* Start *
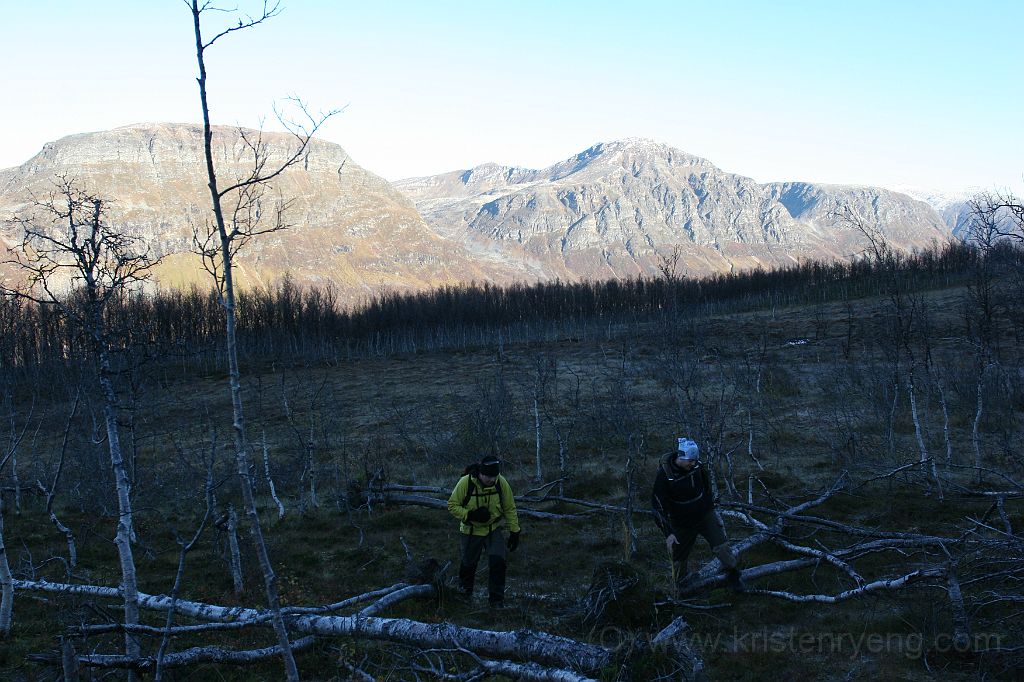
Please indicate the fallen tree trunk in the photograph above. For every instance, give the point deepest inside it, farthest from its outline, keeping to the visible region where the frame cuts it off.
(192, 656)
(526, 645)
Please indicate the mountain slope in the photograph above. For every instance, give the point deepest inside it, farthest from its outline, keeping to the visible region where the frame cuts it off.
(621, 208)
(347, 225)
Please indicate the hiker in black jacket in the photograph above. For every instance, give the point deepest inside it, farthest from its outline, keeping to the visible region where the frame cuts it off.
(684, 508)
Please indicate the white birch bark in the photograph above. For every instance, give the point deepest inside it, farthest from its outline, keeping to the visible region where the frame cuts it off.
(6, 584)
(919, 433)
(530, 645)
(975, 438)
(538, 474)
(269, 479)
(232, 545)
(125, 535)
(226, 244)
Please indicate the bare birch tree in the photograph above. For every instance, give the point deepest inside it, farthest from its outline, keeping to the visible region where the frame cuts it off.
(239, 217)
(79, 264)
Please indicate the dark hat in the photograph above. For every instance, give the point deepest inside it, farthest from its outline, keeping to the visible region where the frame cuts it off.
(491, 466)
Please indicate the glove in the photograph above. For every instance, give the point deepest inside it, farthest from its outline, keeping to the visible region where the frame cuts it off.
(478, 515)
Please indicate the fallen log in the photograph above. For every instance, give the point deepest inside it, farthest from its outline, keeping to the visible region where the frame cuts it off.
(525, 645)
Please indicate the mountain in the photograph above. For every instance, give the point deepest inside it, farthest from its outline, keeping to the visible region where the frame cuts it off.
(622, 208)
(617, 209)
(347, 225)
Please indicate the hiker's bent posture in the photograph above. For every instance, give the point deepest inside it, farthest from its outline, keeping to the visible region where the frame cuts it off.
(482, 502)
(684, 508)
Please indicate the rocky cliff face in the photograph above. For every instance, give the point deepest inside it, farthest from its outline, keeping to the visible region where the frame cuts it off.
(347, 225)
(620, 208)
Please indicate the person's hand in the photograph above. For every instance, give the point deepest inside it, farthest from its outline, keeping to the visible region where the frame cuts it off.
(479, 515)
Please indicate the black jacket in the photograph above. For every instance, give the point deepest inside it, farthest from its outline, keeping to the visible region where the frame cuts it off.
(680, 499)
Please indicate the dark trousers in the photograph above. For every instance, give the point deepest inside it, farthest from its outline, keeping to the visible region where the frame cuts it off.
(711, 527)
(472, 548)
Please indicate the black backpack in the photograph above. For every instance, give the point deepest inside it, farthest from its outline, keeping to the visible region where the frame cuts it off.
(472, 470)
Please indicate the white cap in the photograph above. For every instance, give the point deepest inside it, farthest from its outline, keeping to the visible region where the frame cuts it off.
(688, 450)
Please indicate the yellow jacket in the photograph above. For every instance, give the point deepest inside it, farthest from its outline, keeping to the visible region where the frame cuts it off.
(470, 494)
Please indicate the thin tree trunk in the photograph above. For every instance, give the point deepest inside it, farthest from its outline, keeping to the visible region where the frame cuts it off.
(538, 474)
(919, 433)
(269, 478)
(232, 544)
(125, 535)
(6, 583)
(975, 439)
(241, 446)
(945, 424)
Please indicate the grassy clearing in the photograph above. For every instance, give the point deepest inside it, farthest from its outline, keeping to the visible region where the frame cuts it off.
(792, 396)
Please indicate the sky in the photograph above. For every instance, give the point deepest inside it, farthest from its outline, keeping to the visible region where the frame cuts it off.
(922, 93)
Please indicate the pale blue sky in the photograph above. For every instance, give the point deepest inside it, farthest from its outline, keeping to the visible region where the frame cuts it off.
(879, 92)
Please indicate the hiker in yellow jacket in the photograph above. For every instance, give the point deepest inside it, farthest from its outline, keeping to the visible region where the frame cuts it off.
* End *
PROBLEM REQUIREMENTS:
From the line holding "Please indicate the thin" to the last line of the records, quote each line exactly and add nothing.

TASK RESULT:
Please indicate the thin tree trunk in the photograph above. For every instance, give the point deepest inside it, farthest from its outline, keeping to the visible region where the frame cuts it off.
(538, 474)
(919, 433)
(269, 478)
(232, 544)
(125, 535)
(6, 583)
(975, 439)
(241, 446)
(945, 424)
Please indicate the grassy clearing in the photograph above. For every instance, give the point deepest inside it, farthest from its outline, keeping to the visible region where the frame cuts it off.
(792, 396)
Please indicate the sky in the photograph above. For every instance, give the point deepest inside it, farthest from its outline, keeping to the visible region where the frame cuts it off.
(922, 93)
Please indicate the pale blue sky in the photograph above. For every instance, give the point deepest inside it, farthest from its outline, keeping to the visible region where the frame cuts it off.
(879, 92)
Please indicate the hiker in yellow jacket in the photograph above. For every instance, give the point deepest inside it, farthest from its outline, keeping to the visible region where the frame cuts it off.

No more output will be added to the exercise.